■ **INSTRUCTIONS TO FOLLOW**: Reproduce the listing below verbatim, keeping every line in its original order.

Entries for locating named things:

▼

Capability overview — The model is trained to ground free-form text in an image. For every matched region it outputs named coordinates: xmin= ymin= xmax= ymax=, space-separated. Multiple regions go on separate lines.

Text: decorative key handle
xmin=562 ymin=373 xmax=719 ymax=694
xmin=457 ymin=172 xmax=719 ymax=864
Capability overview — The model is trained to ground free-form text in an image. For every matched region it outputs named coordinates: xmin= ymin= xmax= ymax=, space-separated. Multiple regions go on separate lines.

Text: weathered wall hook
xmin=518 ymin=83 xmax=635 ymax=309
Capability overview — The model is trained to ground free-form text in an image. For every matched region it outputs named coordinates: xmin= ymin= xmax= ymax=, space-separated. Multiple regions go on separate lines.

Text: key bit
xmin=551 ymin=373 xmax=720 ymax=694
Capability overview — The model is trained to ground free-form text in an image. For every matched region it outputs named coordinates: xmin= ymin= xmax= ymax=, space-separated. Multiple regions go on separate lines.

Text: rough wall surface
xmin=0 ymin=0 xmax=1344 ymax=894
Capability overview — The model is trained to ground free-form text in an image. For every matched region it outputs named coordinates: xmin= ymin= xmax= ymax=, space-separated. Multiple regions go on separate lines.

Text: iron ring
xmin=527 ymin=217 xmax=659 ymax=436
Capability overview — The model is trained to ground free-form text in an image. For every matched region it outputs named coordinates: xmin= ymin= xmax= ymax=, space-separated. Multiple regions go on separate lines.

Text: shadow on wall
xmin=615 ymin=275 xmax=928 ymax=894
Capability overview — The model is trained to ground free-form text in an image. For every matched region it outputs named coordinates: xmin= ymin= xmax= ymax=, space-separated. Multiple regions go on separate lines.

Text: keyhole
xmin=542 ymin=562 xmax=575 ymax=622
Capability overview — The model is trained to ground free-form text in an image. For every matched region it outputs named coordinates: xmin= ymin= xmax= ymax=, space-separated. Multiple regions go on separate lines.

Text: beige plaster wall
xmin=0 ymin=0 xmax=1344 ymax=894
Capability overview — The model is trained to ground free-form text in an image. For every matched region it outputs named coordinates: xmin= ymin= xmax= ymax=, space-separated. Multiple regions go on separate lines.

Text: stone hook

▲

■ **RESULT BELOW**:
Capability overview — The model is trained to ground free-form text in an image. For every matched region it outputs named coordinates: xmin= ymin= xmax= ymax=, space-separated. Multiple regions go on separate lines.

Text: decorative key handle
xmin=562 ymin=373 xmax=719 ymax=694
xmin=457 ymin=172 xmax=719 ymax=864
Capability overview — The model is trained to ground free-form text in an image. For every matched region it outputs named coordinates: xmin= ymin= xmax= ymax=, space-separated. Multiple regions go on separate lines.

Text: weathered wall hook
xmin=518 ymin=83 xmax=635 ymax=309
Capability overview — The model is trained to ground free-form text in an image. For every matched region it outputs named coordinates: xmin= ymin= xmax= ymax=, space-separated. Multiple regions go on separate lines.

Text: key bit
xmin=551 ymin=373 xmax=720 ymax=694
Capability overview — The model is trained to ground free-form text in an image. For every matched region it outputs named coordinates: xmin= ymin= xmax= ymax=, space-separated. Multiple regions go on separate lines.

Text: rough wall surface
xmin=0 ymin=0 xmax=1344 ymax=894
Capability overview — The model is trained to ground free-form text in an image. For every matched region it outputs named coordinates: xmin= ymin= xmax= ymax=, space-separated. Multiple regions go on separate lines.

Text: iron ring
xmin=527 ymin=217 xmax=659 ymax=436
Capability overview — The model is trained to ground free-form text in an image. For every matched region it outputs named coordinates: xmin= ymin= xmax= ymax=, space-separated. Multiple regions go on separate lines.

Text: shadow on wall
xmin=615 ymin=275 xmax=928 ymax=894
Capability overview — The model is trained to ground free-form text in an image. For every matched region it outputs named coordinates: xmin= ymin= xmax= ymax=, space-separated. Multiple regions go on separate lines.

Text: keyhole
xmin=542 ymin=562 xmax=575 ymax=622
Capability overview — The model is trained to ground free-form text in an image. For every matched region it outputs named coordinates: xmin= ymin= xmax= ymax=, space-separated. Multiple regions go on separate lines.

Text: beige plaster wall
xmin=0 ymin=0 xmax=1344 ymax=894
Capability overview — The model is trained to ground free-form text in an image. For every matched region it outputs named coordinates: xmin= ymin= xmax= ymax=, space-separated. Multiple regions go on separate lines.

Text: stone hook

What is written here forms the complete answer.